_DATASET EXCERPTS_.
-- start --
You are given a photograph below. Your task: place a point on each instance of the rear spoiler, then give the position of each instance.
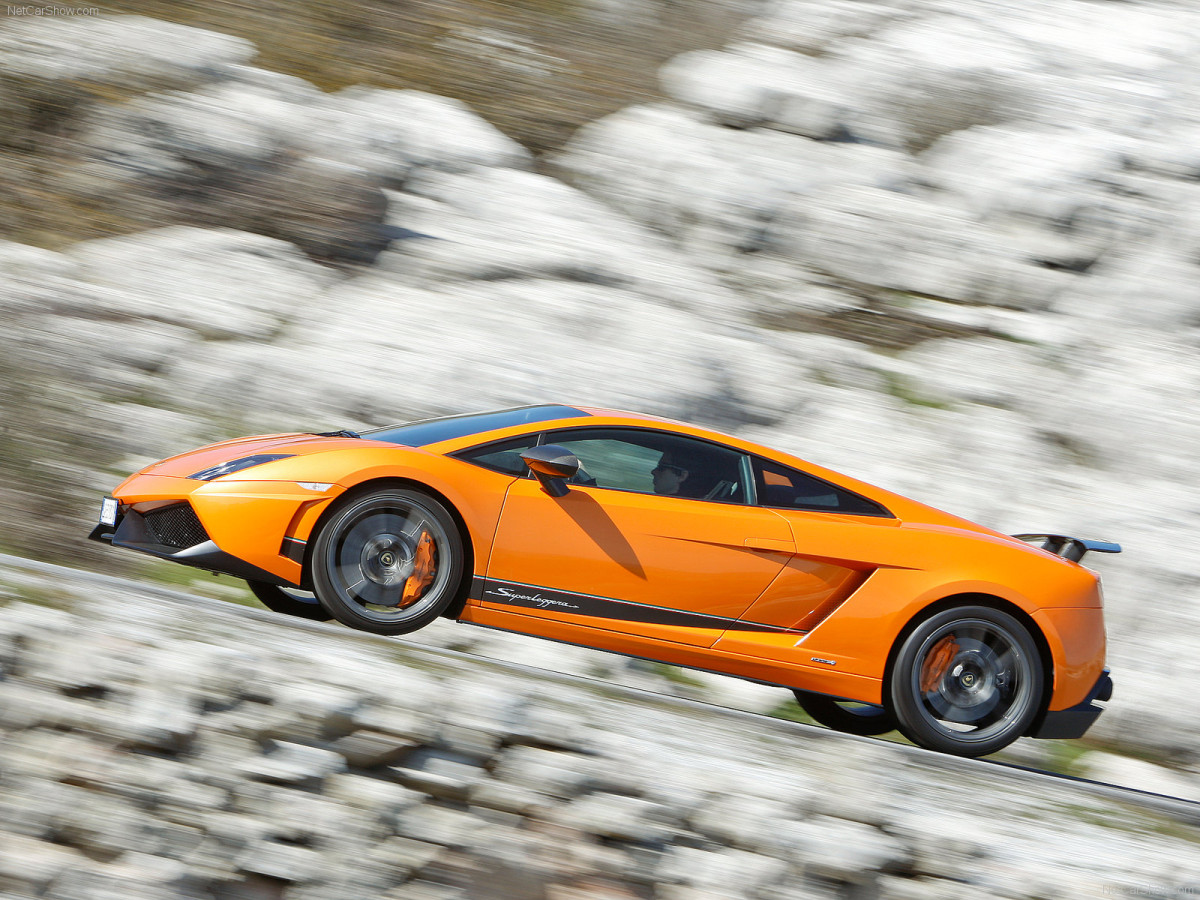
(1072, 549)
-- end --
-- start --
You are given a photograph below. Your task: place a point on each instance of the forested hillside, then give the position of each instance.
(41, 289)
-- end --
-- start --
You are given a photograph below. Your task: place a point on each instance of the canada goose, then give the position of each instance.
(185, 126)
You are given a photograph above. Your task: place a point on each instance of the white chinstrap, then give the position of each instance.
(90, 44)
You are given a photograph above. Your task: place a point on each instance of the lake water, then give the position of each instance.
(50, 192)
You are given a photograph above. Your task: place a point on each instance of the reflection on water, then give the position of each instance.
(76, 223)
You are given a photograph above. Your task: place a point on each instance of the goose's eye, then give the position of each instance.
-- end --
_YOUR TASK_.
Reproduce word for word the lines of the entries above, starting at the line that contains "of the reflection" and ending at the line that contains "eye, then give the position of each instance.", with both of those lines included.

_WORKED SOLUTION_.
You are given a photograph above. Your task: place a point on each instance of the reflection on water, then give the position of each instance.
(76, 223)
You are given a photograph above. Your task: place a point on each instance of the goose's eye, then give the position of each instance.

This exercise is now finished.